# start of Input rows
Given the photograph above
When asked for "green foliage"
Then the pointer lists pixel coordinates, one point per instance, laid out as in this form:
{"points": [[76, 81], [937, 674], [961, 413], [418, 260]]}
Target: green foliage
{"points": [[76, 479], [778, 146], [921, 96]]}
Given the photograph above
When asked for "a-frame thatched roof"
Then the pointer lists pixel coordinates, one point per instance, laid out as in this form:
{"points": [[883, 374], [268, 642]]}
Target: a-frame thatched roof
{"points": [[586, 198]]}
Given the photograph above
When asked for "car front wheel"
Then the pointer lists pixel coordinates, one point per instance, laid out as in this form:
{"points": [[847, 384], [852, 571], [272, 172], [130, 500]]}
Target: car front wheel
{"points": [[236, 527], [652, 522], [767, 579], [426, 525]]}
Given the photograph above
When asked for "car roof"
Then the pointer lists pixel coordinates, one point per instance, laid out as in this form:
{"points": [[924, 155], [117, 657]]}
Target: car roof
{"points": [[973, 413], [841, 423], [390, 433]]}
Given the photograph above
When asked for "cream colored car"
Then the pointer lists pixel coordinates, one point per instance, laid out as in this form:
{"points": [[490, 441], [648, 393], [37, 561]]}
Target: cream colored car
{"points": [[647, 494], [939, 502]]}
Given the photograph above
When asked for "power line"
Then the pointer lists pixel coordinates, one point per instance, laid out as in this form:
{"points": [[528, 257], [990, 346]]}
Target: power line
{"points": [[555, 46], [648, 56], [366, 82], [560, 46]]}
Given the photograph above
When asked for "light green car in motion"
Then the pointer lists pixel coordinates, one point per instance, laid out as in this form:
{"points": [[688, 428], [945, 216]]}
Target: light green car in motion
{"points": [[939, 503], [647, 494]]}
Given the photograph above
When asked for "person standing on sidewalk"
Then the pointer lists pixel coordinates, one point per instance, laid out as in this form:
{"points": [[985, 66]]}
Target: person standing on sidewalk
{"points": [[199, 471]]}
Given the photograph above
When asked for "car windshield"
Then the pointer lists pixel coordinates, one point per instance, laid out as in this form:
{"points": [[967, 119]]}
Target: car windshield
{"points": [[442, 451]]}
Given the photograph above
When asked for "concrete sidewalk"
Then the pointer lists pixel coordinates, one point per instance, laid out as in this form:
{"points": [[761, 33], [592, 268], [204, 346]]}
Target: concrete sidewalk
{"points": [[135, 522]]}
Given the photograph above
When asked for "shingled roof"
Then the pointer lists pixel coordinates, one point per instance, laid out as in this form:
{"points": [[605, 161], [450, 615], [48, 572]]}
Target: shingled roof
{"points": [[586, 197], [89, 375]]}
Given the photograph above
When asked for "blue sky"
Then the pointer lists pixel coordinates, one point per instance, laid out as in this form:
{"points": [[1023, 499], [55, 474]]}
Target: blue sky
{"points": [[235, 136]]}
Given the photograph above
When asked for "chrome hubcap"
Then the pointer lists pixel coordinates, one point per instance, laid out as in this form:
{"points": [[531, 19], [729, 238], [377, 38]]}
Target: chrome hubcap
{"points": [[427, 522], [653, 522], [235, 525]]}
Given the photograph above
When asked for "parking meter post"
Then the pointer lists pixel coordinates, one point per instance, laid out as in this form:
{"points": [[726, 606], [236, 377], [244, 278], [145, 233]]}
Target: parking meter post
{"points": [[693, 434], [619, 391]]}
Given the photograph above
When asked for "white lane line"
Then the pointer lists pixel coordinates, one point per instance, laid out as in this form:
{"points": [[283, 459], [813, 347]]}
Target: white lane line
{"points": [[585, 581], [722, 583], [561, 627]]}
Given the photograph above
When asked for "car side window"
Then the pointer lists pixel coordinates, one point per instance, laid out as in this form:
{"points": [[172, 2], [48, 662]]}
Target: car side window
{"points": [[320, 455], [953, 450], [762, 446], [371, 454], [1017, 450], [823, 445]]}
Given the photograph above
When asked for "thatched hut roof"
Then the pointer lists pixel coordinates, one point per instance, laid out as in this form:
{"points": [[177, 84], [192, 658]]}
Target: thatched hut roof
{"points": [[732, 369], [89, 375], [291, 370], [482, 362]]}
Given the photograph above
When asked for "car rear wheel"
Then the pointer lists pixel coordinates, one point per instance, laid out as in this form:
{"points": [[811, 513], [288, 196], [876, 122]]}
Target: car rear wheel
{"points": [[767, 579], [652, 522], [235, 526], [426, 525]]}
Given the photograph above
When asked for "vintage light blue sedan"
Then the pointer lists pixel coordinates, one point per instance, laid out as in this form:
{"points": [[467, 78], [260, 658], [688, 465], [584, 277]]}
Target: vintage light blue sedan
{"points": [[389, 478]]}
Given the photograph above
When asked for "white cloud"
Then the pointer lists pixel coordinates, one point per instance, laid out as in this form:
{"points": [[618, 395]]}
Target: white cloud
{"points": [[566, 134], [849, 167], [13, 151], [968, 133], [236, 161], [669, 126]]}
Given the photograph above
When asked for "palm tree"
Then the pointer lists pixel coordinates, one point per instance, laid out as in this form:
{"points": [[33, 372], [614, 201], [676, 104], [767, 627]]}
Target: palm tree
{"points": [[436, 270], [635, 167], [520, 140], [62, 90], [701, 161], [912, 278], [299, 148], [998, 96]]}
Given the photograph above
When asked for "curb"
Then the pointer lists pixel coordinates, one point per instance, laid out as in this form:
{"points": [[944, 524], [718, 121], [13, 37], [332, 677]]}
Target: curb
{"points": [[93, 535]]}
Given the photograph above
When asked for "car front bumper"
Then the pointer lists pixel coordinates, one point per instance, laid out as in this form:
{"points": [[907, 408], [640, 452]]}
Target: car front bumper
# end of Input rows
* The exercise: Pull out every line of the data above that contains the string "parking", treating case as significant.

* The solution:
When asked for "parking meter post"
Target: parking meter post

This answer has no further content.